>> Start Data excerpts
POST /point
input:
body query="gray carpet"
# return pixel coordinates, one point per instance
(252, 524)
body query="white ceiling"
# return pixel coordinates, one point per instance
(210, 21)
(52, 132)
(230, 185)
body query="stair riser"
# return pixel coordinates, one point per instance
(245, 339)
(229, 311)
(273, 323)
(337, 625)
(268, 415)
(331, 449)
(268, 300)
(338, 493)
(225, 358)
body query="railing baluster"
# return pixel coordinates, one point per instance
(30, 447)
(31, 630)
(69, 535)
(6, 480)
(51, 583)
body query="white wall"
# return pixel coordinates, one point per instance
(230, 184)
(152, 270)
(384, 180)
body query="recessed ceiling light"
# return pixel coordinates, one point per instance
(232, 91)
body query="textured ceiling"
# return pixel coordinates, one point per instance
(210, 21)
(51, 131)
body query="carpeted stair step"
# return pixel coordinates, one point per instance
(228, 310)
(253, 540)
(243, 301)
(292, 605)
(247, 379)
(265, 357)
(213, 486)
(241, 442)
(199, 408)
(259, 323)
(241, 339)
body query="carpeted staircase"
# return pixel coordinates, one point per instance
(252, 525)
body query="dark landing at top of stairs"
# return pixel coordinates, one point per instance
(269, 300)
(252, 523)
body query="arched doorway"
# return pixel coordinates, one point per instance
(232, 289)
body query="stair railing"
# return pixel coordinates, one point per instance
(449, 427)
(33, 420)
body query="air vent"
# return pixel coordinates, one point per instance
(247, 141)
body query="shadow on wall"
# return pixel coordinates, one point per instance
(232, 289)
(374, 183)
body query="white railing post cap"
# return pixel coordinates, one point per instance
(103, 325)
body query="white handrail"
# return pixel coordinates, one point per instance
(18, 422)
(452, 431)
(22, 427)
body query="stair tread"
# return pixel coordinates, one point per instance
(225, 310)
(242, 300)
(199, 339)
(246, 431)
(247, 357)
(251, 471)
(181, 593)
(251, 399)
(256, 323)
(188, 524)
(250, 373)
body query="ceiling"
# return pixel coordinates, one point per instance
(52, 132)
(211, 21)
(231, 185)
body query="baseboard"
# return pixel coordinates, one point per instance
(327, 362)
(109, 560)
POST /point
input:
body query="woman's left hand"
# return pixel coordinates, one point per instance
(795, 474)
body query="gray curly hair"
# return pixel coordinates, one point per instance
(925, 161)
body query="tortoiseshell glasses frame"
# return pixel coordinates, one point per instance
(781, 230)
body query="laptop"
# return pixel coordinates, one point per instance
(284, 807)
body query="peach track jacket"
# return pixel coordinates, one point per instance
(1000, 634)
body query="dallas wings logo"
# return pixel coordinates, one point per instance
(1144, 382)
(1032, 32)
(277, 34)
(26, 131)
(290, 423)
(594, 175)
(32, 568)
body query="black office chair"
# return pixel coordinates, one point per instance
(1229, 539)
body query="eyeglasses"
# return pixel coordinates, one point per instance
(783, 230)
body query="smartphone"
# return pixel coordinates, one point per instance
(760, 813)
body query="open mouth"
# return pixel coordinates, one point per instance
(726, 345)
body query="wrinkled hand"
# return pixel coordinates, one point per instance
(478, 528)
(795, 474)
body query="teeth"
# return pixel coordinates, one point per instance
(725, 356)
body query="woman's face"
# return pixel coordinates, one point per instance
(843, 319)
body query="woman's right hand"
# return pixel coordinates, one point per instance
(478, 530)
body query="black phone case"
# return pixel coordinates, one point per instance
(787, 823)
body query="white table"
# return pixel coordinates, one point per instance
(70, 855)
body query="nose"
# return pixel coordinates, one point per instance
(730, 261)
>> End Data excerpts
Select and copy every line of the records that contains the word "wall".

Solution to this problem:
body query="white wall"
body query="shadow on wall"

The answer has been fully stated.